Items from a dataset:

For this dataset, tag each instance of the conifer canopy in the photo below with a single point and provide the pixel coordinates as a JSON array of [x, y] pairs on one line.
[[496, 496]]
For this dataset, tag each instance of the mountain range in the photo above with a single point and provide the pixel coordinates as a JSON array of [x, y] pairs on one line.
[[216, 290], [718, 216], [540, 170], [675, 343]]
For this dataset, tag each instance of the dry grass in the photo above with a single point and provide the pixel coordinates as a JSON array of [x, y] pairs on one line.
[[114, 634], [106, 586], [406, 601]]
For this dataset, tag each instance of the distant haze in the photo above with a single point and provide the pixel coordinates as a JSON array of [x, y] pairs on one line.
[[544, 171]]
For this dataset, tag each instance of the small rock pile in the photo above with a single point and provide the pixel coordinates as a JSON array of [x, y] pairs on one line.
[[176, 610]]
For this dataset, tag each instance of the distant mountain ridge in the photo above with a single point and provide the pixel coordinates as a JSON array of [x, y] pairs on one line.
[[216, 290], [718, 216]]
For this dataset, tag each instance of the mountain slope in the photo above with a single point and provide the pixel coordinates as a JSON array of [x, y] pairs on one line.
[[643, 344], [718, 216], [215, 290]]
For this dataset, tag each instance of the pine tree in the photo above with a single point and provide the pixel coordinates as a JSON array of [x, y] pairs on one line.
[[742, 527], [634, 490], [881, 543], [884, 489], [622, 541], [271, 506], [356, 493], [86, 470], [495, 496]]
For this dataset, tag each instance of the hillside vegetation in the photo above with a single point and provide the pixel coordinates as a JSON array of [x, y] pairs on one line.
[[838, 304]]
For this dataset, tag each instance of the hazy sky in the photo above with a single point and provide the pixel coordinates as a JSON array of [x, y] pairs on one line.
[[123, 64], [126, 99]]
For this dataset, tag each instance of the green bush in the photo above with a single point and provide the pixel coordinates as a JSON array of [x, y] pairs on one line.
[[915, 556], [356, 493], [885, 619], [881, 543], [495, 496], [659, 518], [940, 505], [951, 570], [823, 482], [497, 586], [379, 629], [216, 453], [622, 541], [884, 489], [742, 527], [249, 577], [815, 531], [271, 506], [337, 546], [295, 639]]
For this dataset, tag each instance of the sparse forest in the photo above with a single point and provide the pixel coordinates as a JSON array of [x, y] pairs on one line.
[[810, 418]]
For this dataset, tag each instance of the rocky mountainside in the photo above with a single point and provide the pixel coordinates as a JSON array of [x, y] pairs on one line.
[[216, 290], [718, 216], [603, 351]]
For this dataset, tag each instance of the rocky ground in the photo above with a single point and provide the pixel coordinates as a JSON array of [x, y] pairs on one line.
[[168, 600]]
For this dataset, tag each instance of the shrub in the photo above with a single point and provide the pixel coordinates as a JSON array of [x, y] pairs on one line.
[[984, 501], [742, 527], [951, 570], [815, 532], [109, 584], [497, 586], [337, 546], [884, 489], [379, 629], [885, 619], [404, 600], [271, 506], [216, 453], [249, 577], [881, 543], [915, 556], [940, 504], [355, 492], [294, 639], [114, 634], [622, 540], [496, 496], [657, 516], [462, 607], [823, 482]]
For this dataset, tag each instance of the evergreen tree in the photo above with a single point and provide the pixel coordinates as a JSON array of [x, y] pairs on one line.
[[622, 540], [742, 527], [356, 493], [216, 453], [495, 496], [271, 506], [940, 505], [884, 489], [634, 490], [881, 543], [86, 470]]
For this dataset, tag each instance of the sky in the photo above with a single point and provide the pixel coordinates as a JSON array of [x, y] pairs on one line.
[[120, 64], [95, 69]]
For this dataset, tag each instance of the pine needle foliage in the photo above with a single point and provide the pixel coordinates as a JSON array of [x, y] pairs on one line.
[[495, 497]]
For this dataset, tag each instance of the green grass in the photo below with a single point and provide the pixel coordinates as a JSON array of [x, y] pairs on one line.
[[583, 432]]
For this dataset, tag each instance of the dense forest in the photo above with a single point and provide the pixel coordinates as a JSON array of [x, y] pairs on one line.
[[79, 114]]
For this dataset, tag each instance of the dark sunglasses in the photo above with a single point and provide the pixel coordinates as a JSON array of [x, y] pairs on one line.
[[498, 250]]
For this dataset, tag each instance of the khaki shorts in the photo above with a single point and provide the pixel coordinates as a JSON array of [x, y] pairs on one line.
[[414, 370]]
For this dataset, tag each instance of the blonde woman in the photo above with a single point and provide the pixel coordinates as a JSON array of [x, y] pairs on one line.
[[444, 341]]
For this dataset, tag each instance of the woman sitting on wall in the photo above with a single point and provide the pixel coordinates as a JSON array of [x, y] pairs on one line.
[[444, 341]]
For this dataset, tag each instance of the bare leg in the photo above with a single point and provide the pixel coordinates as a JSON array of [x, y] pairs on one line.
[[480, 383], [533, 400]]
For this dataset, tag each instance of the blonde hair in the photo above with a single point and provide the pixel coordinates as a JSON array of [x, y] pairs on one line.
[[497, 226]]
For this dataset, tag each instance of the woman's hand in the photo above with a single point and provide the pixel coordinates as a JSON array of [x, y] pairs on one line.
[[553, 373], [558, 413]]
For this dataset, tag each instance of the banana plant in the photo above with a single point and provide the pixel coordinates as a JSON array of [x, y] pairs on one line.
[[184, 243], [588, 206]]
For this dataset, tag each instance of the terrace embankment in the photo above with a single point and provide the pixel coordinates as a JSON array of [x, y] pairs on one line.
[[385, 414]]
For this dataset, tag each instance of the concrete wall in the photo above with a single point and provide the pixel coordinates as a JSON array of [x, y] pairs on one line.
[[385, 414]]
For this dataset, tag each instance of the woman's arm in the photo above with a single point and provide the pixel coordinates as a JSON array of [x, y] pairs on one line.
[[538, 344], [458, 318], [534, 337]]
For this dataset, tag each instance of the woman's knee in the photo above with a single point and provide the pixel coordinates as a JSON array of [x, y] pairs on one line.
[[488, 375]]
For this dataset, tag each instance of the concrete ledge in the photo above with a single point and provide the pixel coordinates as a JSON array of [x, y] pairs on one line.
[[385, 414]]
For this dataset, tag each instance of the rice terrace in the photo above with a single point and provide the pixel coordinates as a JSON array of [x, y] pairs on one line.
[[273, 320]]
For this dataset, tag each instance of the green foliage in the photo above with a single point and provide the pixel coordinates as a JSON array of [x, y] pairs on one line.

■ **Exercise goal**
From the first line to the last, please write out the entries exactly.

■ **Finished exercise**
For this dataset, tag each instance of the conifer canopy in the photo below with a single point and provide the pixel coordinates as a JSON array of [x, y] pairs on one line.
[[496, 496]]
For this dataset, tag each instance of the mountain range in the photo above with a single point and provide the pixel coordinates as a JSON array of [x, y] pairs on one line.
[[216, 290], [718, 216], [540, 170], [675, 343]]
For this dataset, tag each instance of the dry grass in the photo above with a single point and provide the pixel coordinates as a JSON array of [x, y] pairs on one line.
[[114, 634], [106, 586], [406, 601]]
For this dataset, tag each instance of the distant haze in the photo above with a single point and provide the pixel coordinates as a JSON array of [x, y] pairs on one line.
[[544, 171]]
For this dataset, tag each instance of the small rock pile in the photo above with a single point and provide the pixel coordinates as a JSON array of [x, y] pairs on one line.
[[176, 610]]
For this dataset, tag each instance of the distant mountain ridge in the photo above with a single point and provide the pixel coordinates as a JSON array of [x, y] pairs on one line.
[[216, 290], [718, 216]]
For this dataset, tag each instance of the mountain slope in the photo above with a single point and provide the pixel coordinates as a JSON array of [x, y] pairs on one line.
[[643, 344], [718, 216], [215, 290]]
For this dataset, tag each instance of the pine tree in the photo above with a single point and provide the pixel coordinates as a JSON array of [x, y] pairs on one line.
[[742, 527], [634, 490], [881, 543], [884, 489], [622, 541], [271, 506], [356, 493], [86, 470], [495, 496]]
For this dataset, tag each instance of the hillside vegetation in the photo above with a single point and provide the pixel coordinates as a JSON array of [x, y] pairs on one line.
[[838, 304]]
For this dataset, tag each instance of the hazy sky in the photo above with a single point and provide the pixel coordinates as a JSON array of [x, y] pairs on one line.
[[123, 64], [126, 99]]
For this dataset, tag each instance of the green bush in the photo above with a single point and provide the pixel coordinates as a JSON array of [x, y] pairs on one line.
[[915, 556], [356, 493], [885, 619], [881, 543], [495, 496], [659, 518], [940, 505], [951, 570], [823, 482], [497, 586], [379, 629], [216, 453], [622, 541], [884, 489], [742, 527], [249, 577], [815, 531], [271, 506], [337, 546], [295, 639]]
For this dataset, tag each instance of the sparse forest in the photo above with a single point and provide the pixel coordinates as a JSON array of [x, y] pairs on one line.
[[810, 418]]
For this dataset, tag each instance of the rocky mountainside in the photo above with a single point and provide the pixel coordinates as a JSON array of [x, y] pairs on one line.
[[216, 290], [718, 216], [603, 351]]
For this dataset, tag each instance of the rocky ground in the photo above with a single point and provide the pixel coordinates as a JSON array of [x, y] pairs on one line.
[[168, 600]]
For this dataset, tag each instance of the shrub in the photo above with a single point and provide the pixel coordinates as a JSON array of [x, y] pairs on one line.
[[984, 501], [742, 527], [951, 570], [815, 532], [109, 584], [497, 586], [337, 546], [884, 489], [379, 629], [885, 619], [404, 600], [271, 506], [216, 453], [249, 577], [881, 543], [915, 556], [940, 504], [355, 492], [294, 639], [114, 634], [622, 540], [496, 496], [657, 516], [462, 607], [823, 482]]
For this dataset, tag each instance of the evergreen tree in the photo above with a single point and provide the pixel coordinates as a JSON array of [x, y] pairs on one line.
[[622, 540], [742, 527], [356, 493], [216, 453], [495, 496], [271, 506], [940, 505], [884, 489], [634, 490], [881, 543], [86, 470]]
For this dataset, tag each instance of the sky in the photo above with a single point and provide the pixel coordinates as a JSON array of [x, y] pairs on one line.
[[120, 64], [95, 69]]
For this dataset, tag each instance of the pine needle foliage in the photo above with a single point and provide the pixel coordinates as a JSON array of [x, y] pairs on one line.
[[495, 497]]
For this dataset, tag each instance of the green grass in the photo below with a single point and provide the pixel coordinates as a JSON array of [x, y] pairs on one line.
[[583, 432]]
For this dataset, tag each instance of the dense forest in the photo above with a single point and provide the pixel coordinates as a JSON array of [x, y] pairs on one line.
[[79, 114]]
For this dataset, tag each instance of the dark sunglasses in the photo above with a single point and provide the pixel coordinates as a JSON array of [x, y] pairs on one line.
[[498, 250]]
For this dataset, tag each instance of the khaki shorts in the photo above with a single point and provide the pixel coordinates as a JSON array of [x, y] pairs on one line.
[[414, 370]]
For this dataset, tag each instance of the blonde woman in the photo above with a single point and provide the pixel coordinates as a JSON array of [x, y] pairs on one line.
[[444, 341]]
For this dataset, tag each instance of the woman sitting on wall in the photo above with a single point and provide the pixel coordinates as a JSON array of [x, y] pairs on one line.
[[444, 341]]
For this dataset, tag each instance of the bare leg in the photo above with a single point and provide the pixel coordinates as a JSON array of [x, y] pairs on one line.
[[480, 383], [533, 400]]
For this dataset, tag each instance of the blonde hair in the photo above with a single point and provide the pixel coordinates as a JSON array of [x, y] pairs on one line.
[[497, 226]]
For this dataset, tag each instance of the woman's hand in the photo above with a single point and provide the pixel coordinates as a JSON array of [x, y] pairs on one line.
[[553, 373], [558, 413]]
For this dataset, tag each instance of the banana plant in the photo above with a single point and provide the pixel coordinates as a JSON array of [x, y] pairs on one line.
[[184, 243], [588, 206]]
For this dataset, tag each instance of the terrace embankment in the photo above with a single point and provide the pixel coordinates as a JSON array of [x, y] pairs on one line.
[[385, 414]]
For this dataset, tag each instance of the concrete wall in the photo above with a single point and provide the pixel coordinates as a JSON array of [x, y] pairs on one line.
[[385, 414]]
For this dataset, tag each instance of the woman's arm in the photo above with a single point and provide the pixel coordinates as a JSON array of [x, y] pairs on one line.
[[538, 344], [458, 318], [534, 337]]
For this dataset, tag each instance of the woman's knee in the photo above with a single point and provide the pixel coordinates as a JSON array of [x, y] pairs on one line.
[[488, 375]]
For this dataset, tag each instance of the concrete ledge in the photo above with a single point and provide the pixel coordinates as a JSON array of [x, y] pairs on one line.
[[385, 414]]
For this dataset, tag each instance of the rice terrace in the photo above with a single point and provide the pixel coordinates as a JSON array of [x, y] pairs on one line.
[[273, 320]]
For this dataset, tag each instance of the green foliage in the photo above with a single point and provide the pixel coordinates as a JSON array of [x, y] pairs on one line.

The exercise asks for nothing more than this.